## What you need to do
Below are records to write out exactly; drop the pictures when you do.

Records from a data source:
----
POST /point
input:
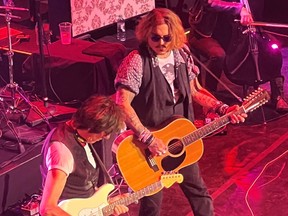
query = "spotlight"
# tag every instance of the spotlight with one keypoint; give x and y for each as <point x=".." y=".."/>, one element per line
<point x="274" y="46"/>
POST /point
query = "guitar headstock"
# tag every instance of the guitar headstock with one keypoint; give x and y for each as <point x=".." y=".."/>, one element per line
<point x="169" y="178"/>
<point x="256" y="99"/>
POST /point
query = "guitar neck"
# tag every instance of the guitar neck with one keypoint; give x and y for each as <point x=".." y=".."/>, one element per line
<point x="210" y="128"/>
<point x="108" y="210"/>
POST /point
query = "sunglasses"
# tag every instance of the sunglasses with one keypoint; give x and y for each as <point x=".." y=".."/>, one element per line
<point x="157" y="38"/>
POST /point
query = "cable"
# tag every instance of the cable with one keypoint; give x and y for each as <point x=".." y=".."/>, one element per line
<point x="253" y="183"/>
<point x="50" y="77"/>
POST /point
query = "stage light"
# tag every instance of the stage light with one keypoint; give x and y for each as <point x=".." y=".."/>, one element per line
<point x="274" y="46"/>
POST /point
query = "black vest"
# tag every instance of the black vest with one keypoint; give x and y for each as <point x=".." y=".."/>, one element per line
<point x="154" y="104"/>
<point x="82" y="181"/>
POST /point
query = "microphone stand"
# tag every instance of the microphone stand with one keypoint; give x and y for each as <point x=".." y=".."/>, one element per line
<point x="41" y="51"/>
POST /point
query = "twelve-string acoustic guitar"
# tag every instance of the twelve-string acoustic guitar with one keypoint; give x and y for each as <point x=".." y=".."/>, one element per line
<point x="184" y="143"/>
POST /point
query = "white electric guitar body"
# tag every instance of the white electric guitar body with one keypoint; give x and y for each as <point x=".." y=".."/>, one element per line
<point x="97" y="205"/>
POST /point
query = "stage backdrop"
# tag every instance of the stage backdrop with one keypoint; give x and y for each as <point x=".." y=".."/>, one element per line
<point x="87" y="15"/>
<point x="91" y="16"/>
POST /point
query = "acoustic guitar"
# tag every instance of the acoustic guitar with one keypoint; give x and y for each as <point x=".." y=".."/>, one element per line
<point x="184" y="143"/>
<point x="97" y="205"/>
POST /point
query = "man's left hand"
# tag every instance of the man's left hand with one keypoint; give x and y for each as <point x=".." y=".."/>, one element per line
<point x="236" y="118"/>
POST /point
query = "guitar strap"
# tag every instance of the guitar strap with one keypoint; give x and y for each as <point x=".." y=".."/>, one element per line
<point x="102" y="166"/>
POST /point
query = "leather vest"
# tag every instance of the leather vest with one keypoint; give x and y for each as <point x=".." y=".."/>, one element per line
<point x="82" y="181"/>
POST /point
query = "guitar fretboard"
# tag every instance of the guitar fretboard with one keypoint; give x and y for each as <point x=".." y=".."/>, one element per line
<point x="209" y="128"/>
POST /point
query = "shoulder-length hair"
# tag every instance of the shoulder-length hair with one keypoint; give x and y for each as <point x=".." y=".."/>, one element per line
<point x="160" y="16"/>
<point x="99" y="114"/>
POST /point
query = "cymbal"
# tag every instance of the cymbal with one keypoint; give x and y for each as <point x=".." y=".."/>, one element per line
<point x="13" y="8"/>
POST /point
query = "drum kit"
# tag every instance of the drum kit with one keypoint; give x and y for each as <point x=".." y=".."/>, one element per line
<point x="12" y="91"/>
<point x="12" y="86"/>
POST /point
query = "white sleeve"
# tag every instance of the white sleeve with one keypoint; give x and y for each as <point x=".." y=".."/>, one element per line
<point x="59" y="157"/>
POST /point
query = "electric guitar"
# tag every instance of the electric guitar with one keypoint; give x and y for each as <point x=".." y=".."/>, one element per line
<point x="97" y="205"/>
<point x="139" y="168"/>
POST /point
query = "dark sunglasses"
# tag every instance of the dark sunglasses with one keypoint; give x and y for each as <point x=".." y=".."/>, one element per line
<point x="157" y="38"/>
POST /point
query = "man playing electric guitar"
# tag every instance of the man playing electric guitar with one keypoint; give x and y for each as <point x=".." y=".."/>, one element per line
<point x="70" y="167"/>
<point x="156" y="82"/>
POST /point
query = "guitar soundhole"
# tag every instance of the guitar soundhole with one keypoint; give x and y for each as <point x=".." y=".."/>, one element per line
<point x="171" y="163"/>
<point x="175" y="147"/>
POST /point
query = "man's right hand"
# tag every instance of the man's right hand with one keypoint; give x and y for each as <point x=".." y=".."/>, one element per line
<point x="246" y="17"/>
<point x="157" y="147"/>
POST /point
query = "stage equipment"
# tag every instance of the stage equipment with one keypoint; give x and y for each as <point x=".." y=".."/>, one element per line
<point x="12" y="88"/>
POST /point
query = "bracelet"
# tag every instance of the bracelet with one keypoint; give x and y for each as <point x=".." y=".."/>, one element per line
<point x="146" y="136"/>
<point x="149" y="140"/>
<point x="222" y="109"/>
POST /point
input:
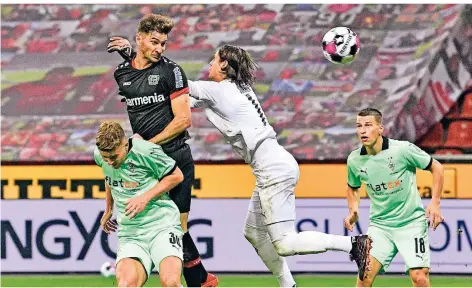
----
## Answer to the problem
POST /point
input:
query = "spotlight"
# tag every instance of the spotlight with one keypoint; give x and y for each as <point x=".." y=".."/>, one element per line
<point x="274" y="46"/>
POST /point
query = "guitar headstock"
# tag every instance of the guitar headstock with one keypoint; give x and y for each as <point x=".." y=".."/>, one element per line
<point x="169" y="178"/>
<point x="256" y="99"/>
POST /point
query = "guitar neck"
# tag every instance of the guitar neck with one keypoint; give x and y for each as <point x=".." y=".."/>, one element per line
<point x="210" y="128"/>
<point x="108" y="210"/>
POST /point
query = "sunglasses"
# tag every instance of the sunglasses with one keypoint; give x and y for each as <point x=".." y=".."/>, one element per line
<point x="157" y="38"/>
POST /point
query = "cable"
# tag every instance of the cable with one keypoint; give x and y for each as <point x=".." y=".."/>, one element per line
<point x="253" y="183"/>
<point x="50" y="77"/>
POST /point
query = "stage light"
# tag every instance of the stage light with one keypoint; give x and y for each as <point x=".." y=".."/>, one element per line
<point x="274" y="46"/>
POST /point
query = "black vest"
# tag every instance of the black vest with one keypoint; give x and y for each as <point x=".." y=".."/>, one element per line
<point x="154" y="104"/>
<point x="82" y="181"/>
POST /point
query = "microphone stand"
# tag every instance of the microphone stand with one keypoint; give x and y for each as <point x=".." y=".."/>, one element per line
<point x="41" y="51"/>
POST /point
query = "twelve-string acoustic guitar"
# tag every instance of the twelve-string acoustic guitar with one keypoint; give x and y for each as <point x=".." y=".."/>, one element per line
<point x="184" y="143"/>
POST /point
query = "white electric guitar body"
# tag every instance of the white electric guitar body with one keypoint; give x and y for each as <point x=".." y=".."/>, one element per line
<point x="97" y="205"/>
POST /point
query = "stage backdrop"
# tag every instance of the stage backdrop with one keypoint; give x and y for each as <point x=".." y=".."/>, one element per line
<point x="87" y="15"/>
<point x="91" y="16"/>
POST /point
query = "acoustic guitar"
# tag every instance of the acoustic guitar with one keypoint; give x and y for each as <point x=".." y=".."/>, one element per line
<point x="184" y="143"/>
<point x="97" y="205"/>
POST /point
query = "man's left hand"
# tag every instance of the man's left hand with one keypoint; give x and y for each as <point x=".." y=".."/>, one element per line
<point x="236" y="118"/>
POST /point
query = "guitar strap"
# tag every instance of the guitar strap with one keypoint; give x and y for each as <point x=".." y=".."/>, one element per line
<point x="102" y="166"/>
POST /point
query = "leather vest"
# tag every instance of the leather vest with one keypoint; give x and y for each as <point x=".." y=".."/>, one element per line
<point x="82" y="181"/>
POST /point
query = "guitar fretboard"
# tag every instance of the guitar fretboard with one keypoint; give x and y for each as <point x=".." y=".."/>, one element per line
<point x="209" y="128"/>
POST /point
query = "shoulder-length hair"
# tag every instance of the shoulder-length hair with one keypoint; give x and y for each as <point x=".." y=".."/>, one element per line
<point x="160" y="16"/>
<point x="99" y="114"/>
POST /point
query = "cymbal"
# tag every instance of the cymbal with one keypoint; give x and y for each as <point x=".." y=".."/>, one element per line
<point x="13" y="8"/>
POST /point
query = "drum kit"
# tag every instance of the drum kit with one keypoint; give x and y for each as <point x=".." y=".."/>, one element per line
<point x="12" y="91"/>
<point x="12" y="86"/>
POST /point
query = "white sleeve"
# tag every instance of the white sleeve with one keypoint; give x and y for each as <point x=".." y=".."/>, one element per line
<point x="59" y="157"/>
POST /point
query = "electric guitar"
# tag every instance of the electric guitar with one keypoint; give x and y for each as <point x=".." y=".."/>, one element per line
<point x="97" y="205"/>
<point x="139" y="168"/>
POST /point
query = "dark sunglasses"
# tag every instance of the dark sunglasses with one keypoint; give x and y for each as <point x=".." y=".."/>, one element per line
<point x="157" y="38"/>
POST /point
query = "man playing electric guitar"
# tag every instance of the man playing electric guitar with one keypoint; give x and y for each as <point x=".." y=".."/>, one element per line
<point x="70" y="167"/>
<point x="156" y="82"/>
POST /point
query = "guitar soundhole"
# tag every instance of the guitar soundhole with one keypoint; give x and y for each as <point x=".." y=".."/>, one element per line
<point x="171" y="163"/>
<point x="175" y="147"/>
POST /point
query = "man's right hand"
# tag every instance of the man's right hand with one keypoint; give x and y for each as <point x=".." y=".."/>, one element per line
<point x="246" y="17"/>
<point x="157" y="147"/>
POST /point
query = "stage equipment"
# tag every instance of the stage equipment with one keypoint; give x and y for each as <point x=".." y=".."/>, one element per line
<point x="12" y="88"/>
POST /point
query = "bracelet"
# tag every instance of the bracelet with one keypoint; give x and y for each as <point x=".." y=".."/>, one element per line
<point x="146" y="136"/>
<point x="149" y="140"/>
<point x="222" y="109"/>
POST /point
input:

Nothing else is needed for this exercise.